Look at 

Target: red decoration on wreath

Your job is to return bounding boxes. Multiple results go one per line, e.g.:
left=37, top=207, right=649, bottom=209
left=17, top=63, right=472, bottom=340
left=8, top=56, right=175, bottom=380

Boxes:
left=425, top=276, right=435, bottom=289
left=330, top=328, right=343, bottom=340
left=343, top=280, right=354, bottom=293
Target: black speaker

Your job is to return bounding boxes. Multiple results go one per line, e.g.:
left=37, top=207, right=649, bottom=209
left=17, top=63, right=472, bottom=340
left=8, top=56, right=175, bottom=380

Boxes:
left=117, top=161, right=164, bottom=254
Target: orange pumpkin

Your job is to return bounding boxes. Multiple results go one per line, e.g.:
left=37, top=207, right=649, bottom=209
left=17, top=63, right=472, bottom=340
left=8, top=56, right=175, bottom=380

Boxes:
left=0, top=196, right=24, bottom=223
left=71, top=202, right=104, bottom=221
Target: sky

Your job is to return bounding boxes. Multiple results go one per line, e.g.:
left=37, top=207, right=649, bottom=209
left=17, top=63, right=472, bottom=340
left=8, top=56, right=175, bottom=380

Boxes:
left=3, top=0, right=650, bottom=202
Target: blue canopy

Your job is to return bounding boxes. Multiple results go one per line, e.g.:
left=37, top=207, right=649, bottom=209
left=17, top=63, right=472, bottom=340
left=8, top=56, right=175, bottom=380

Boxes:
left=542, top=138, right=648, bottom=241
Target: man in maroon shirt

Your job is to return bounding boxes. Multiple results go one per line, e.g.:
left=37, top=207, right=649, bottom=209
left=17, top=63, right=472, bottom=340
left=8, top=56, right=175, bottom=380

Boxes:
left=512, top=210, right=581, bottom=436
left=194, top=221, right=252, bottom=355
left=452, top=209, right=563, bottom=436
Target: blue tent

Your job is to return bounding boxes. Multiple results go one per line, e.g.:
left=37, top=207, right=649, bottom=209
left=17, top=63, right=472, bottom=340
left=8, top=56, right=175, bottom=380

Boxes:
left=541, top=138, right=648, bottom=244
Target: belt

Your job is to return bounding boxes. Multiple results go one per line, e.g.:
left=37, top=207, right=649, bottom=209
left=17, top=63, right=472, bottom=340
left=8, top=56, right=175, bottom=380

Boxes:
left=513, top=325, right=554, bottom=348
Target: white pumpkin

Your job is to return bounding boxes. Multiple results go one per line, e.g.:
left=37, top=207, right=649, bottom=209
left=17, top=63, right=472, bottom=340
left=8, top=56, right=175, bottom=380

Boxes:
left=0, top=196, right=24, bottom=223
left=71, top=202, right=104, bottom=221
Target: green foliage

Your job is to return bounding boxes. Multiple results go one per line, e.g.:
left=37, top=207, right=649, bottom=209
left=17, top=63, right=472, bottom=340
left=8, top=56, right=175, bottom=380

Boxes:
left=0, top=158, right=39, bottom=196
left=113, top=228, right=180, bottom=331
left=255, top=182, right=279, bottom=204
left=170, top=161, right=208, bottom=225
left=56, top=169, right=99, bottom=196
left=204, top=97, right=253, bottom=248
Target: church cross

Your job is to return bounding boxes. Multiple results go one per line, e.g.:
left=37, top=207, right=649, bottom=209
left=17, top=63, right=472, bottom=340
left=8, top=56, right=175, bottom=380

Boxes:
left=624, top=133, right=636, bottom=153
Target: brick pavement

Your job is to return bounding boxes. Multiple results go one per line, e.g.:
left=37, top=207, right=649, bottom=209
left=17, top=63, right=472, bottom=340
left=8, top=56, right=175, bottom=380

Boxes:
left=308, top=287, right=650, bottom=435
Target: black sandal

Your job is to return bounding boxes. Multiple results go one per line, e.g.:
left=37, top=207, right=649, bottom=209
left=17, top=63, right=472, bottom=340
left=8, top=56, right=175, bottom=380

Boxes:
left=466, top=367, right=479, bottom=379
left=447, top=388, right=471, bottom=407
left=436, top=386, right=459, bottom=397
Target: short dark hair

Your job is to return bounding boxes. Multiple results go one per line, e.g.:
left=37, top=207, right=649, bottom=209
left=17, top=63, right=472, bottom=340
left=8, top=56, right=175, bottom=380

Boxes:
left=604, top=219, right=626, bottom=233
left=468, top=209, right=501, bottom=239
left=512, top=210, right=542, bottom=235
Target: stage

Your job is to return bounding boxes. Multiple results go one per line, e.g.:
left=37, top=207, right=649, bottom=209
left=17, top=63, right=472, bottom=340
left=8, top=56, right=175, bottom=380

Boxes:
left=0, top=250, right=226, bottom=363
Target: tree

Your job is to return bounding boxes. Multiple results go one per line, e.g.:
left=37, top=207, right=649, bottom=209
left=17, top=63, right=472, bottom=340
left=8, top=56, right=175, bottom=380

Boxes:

********

(EXERCISE AIM) The full set of records must be transcribed character for character.

(TASK SOLUTION)
Look at 

Target: red decoration on wreath

Your job is to return bounding boxes. Multiple results go one per line, e.g.:
left=37, top=207, right=649, bottom=209
left=17, top=63, right=472, bottom=340
left=8, top=56, right=175, bottom=380

Boxes:
left=425, top=276, right=435, bottom=289
left=330, top=328, right=343, bottom=340
left=343, top=280, right=354, bottom=293
Target: black speaker

Your job is to return bounding boxes. Multiple results go one per line, e.g.:
left=37, top=207, right=649, bottom=209
left=17, top=63, right=472, bottom=340
left=8, top=56, right=175, bottom=380

Boxes:
left=117, top=161, right=164, bottom=254
Target: orange pumpkin

Your job is to return bounding boxes. Multiple results go one per line, e.g.:
left=37, top=207, right=649, bottom=209
left=17, top=63, right=472, bottom=340
left=8, top=56, right=175, bottom=380

Boxes:
left=0, top=196, right=24, bottom=223
left=71, top=202, right=104, bottom=221
Target: sky

Your job is to return bounding boxes. Multiple results go one per line, e.g.:
left=37, top=207, right=649, bottom=209
left=17, top=63, right=472, bottom=340
left=8, top=56, right=175, bottom=380

Boxes:
left=3, top=0, right=650, bottom=202
Target: blue canopy

Your job is to return bounding boxes. Multiple results go one per line, e.g.:
left=37, top=207, right=649, bottom=209
left=17, top=63, right=472, bottom=340
left=8, top=56, right=175, bottom=380

Boxes:
left=542, top=138, right=648, bottom=241
Target: man in maroon shirt

Your job is to return bounding boxes. Multiple results go one per line, e.g.:
left=37, top=207, right=649, bottom=209
left=17, top=63, right=472, bottom=340
left=8, top=56, right=175, bottom=380

Boxes:
left=512, top=210, right=581, bottom=436
left=194, top=221, right=252, bottom=355
left=452, top=209, right=563, bottom=436
Target: blue tent

Your job is to return bounding boxes. Multiple results go one per line, e.g.:
left=37, top=207, right=649, bottom=209
left=17, top=63, right=472, bottom=340
left=8, top=56, right=175, bottom=380

Boxes:
left=541, top=138, right=648, bottom=244
Target: belt

Your job is to return bounding boxes. Multiple results go one per line, e.g.:
left=37, top=207, right=649, bottom=209
left=17, top=63, right=472, bottom=340
left=8, top=56, right=175, bottom=380

Boxes:
left=513, top=325, right=554, bottom=348
Target: white pumpkin

Your job is to return bounding boxes. Multiple results go one per line, e.g.:
left=37, top=207, right=649, bottom=209
left=17, top=63, right=472, bottom=340
left=8, top=56, right=175, bottom=380

Boxes:
left=0, top=196, right=24, bottom=223
left=71, top=202, right=104, bottom=221
Target: green foliage

Your job is to return bounding boxes. Multiple results go one per line, e.g.:
left=37, top=207, right=649, bottom=209
left=17, top=63, right=472, bottom=340
left=8, top=56, right=175, bottom=380

Boxes:
left=0, top=158, right=39, bottom=196
left=113, top=228, right=180, bottom=331
left=255, top=182, right=279, bottom=204
left=170, top=161, right=208, bottom=225
left=56, top=169, right=99, bottom=196
left=204, top=97, right=253, bottom=248
Target: church cross

Your job is to return bounding boxes. Multiple results go one per line, e.g.:
left=37, top=207, right=649, bottom=209
left=17, top=63, right=472, bottom=340
left=8, top=56, right=175, bottom=380

Boxes:
left=624, top=133, right=636, bottom=153
Target: brick pavement

Your job is to return bounding boxes. Multiple results go one per line, e.g.:
left=37, top=207, right=649, bottom=209
left=17, top=63, right=472, bottom=340
left=8, top=56, right=175, bottom=380

Boxes:
left=308, top=287, right=650, bottom=435
Target: black sandal

Your job is to return bounding boxes. Multiple results go one per line, e.g.:
left=37, top=207, right=649, bottom=209
left=17, top=63, right=472, bottom=340
left=8, top=56, right=175, bottom=380

Boxes:
left=466, top=367, right=479, bottom=379
left=447, top=388, right=471, bottom=407
left=436, top=386, right=459, bottom=397
Target: short dark hair

Your job is to return bounding boxes. Multiple results go one per line, e.g.:
left=37, top=207, right=649, bottom=209
left=17, top=63, right=472, bottom=340
left=8, top=56, right=175, bottom=380

Boxes:
left=604, top=219, right=626, bottom=233
left=468, top=209, right=501, bottom=239
left=512, top=210, right=542, bottom=235
Target: stage

Your job is to return bounding boxes. Multiple results go one per line, e.g.:
left=37, top=207, right=649, bottom=209
left=17, top=63, right=472, bottom=340
left=8, top=56, right=175, bottom=380

Boxes:
left=0, top=250, right=226, bottom=363
Target: tree

Your job is to return bounding boxes. Multiple results go one per line, e.g.:
left=37, top=207, right=649, bottom=209
left=17, top=63, right=472, bottom=340
left=8, top=56, right=175, bottom=380

Boxes:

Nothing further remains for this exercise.